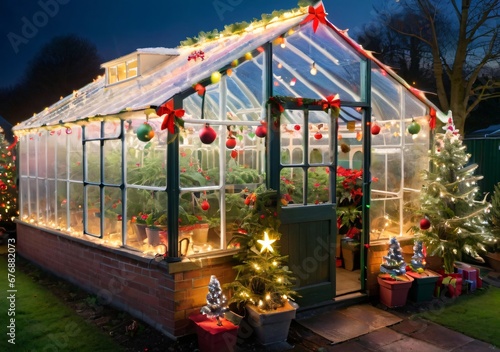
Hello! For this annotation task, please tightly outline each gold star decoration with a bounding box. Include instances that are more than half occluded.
[257,232,276,253]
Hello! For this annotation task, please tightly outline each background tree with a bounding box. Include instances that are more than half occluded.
[0,35,102,125]
[360,0,500,133]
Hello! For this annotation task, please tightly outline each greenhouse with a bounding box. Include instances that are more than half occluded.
[14,4,435,336]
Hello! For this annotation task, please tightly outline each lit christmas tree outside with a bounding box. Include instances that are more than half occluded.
[0,127,18,228]
[413,118,492,273]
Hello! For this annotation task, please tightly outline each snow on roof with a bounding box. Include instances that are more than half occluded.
[136,47,179,55]
[14,10,306,130]
[14,1,440,130]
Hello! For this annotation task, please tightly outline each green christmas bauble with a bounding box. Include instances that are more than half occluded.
[135,122,155,142]
[408,121,420,134]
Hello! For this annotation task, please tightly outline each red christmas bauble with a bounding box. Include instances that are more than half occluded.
[199,123,217,144]
[226,138,236,149]
[136,122,155,142]
[420,218,431,230]
[255,125,267,138]
[201,200,210,211]
[372,123,380,135]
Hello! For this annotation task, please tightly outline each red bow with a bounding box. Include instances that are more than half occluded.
[157,100,185,134]
[319,94,340,112]
[7,136,18,150]
[301,4,326,33]
[429,108,436,130]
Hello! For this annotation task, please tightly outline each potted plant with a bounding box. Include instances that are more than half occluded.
[226,186,297,345]
[189,275,238,352]
[406,240,441,302]
[336,166,363,270]
[485,183,500,272]
[412,118,495,296]
[377,237,413,308]
[146,211,167,247]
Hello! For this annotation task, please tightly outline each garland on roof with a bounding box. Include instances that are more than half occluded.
[180,7,310,47]
[267,94,340,125]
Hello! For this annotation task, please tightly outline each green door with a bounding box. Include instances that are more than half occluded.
[280,204,336,307]
[271,108,337,307]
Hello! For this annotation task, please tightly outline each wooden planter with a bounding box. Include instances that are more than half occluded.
[246,302,298,345]
[377,274,413,308]
[189,314,238,352]
[406,270,441,302]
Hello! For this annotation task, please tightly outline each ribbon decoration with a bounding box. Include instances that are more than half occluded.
[301,3,327,33]
[319,94,340,117]
[429,108,437,130]
[157,100,185,134]
[7,136,18,150]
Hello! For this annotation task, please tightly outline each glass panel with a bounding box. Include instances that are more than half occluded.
[116,63,127,81]
[85,186,101,236]
[46,131,57,179]
[179,124,219,188]
[103,140,123,185]
[101,120,121,138]
[108,66,118,84]
[25,134,38,177]
[307,167,330,204]
[69,128,83,181]
[103,187,122,242]
[85,141,101,183]
[179,191,220,255]
[37,131,47,178]
[46,180,59,227]
[280,168,304,204]
[68,182,83,233]
[17,135,29,176]
[372,67,402,123]
[36,179,45,224]
[56,181,71,230]
[273,22,361,101]
[127,60,137,78]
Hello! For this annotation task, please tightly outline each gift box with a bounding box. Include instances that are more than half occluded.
[457,267,479,283]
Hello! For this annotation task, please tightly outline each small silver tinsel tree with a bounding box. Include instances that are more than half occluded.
[380,237,406,276]
[410,240,425,271]
[200,275,228,326]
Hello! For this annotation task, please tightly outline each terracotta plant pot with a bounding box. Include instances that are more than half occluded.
[377,274,413,308]
[246,302,298,345]
[406,270,441,302]
[189,314,238,352]
[485,252,500,273]
[435,270,463,297]
[342,241,360,271]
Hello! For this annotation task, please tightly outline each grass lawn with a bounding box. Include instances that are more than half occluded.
[0,254,123,352]
[421,286,500,347]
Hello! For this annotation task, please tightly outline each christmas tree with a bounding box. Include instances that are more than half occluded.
[410,241,425,272]
[200,275,228,326]
[413,118,492,273]
[488,182,500,252]
[380,237,406,276]
[0,127,18,229]
[227,186,296,310]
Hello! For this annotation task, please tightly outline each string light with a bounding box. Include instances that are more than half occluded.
[309,62,318,76]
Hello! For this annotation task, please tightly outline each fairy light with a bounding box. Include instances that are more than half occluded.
[309,62,318,76]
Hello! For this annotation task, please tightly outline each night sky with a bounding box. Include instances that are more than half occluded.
[0,0,375,89]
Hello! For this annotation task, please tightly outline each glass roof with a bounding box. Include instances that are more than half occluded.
[14,2,440,130]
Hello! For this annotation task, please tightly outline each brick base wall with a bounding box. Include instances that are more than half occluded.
[17,222,235,338]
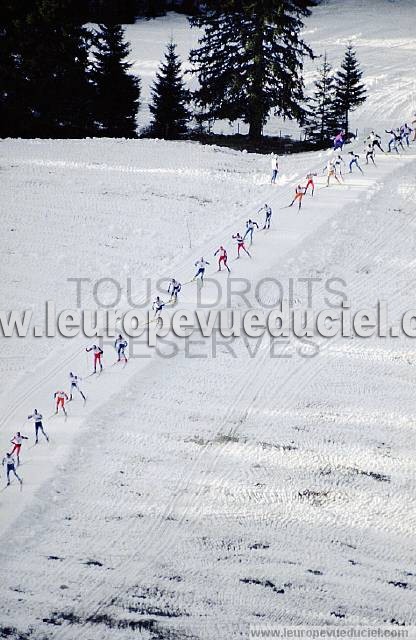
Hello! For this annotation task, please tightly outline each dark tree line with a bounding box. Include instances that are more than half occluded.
[305,44,366,145]
[0,0,365,144]
[0,0,140,138]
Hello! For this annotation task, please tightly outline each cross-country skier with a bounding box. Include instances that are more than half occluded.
[53,388,68,416]
[400,122,413,147]
[334,155,345,180]
[214,245,231,273]
[85,344,104,373]
[168,278,182,304]
[69,371,87,404]
[10,431,29,466]
[192,258,209,283]
[27,409,49,444]
[324,159,341,187]
[289,184,305,211]
[271,153,279,184]
[334,131,345,151]
[348,151,364,174]
[152,296,165,319]
[364,131,384,153]
[305,172,316,196]
[385,129,404,154]
[364,142,376,166]
[243,219,259,244]
[114,333,128,362]
[1,453,23,487]
[232,233,251,259]
[257,204,272,229]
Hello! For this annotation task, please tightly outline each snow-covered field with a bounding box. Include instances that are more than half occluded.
[127,0,416,134]
[0,0,416,640]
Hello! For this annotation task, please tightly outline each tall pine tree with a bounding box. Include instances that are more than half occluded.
[0,0,30,138]
[92,24,140,138]
[305,53,337,145]
[0,0,92,138]
[149,42,191,139]
[190,0,316,139]
[335,43,367,132]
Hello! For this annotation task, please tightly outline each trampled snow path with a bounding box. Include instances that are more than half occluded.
[2,139,414,638]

--------

= TASK DIRECTIONS =
Print the records word for word, from the very start through the line containing "[257,232,276,253]", both included. Leave the pictures out of your answer.

= ANSWER TO THIS EXERCISE =
Hello! For this annotation task, please tightly outline each gold star decoration with a bounding box. Include instances that are more than half occluded.
[257,232,276,253]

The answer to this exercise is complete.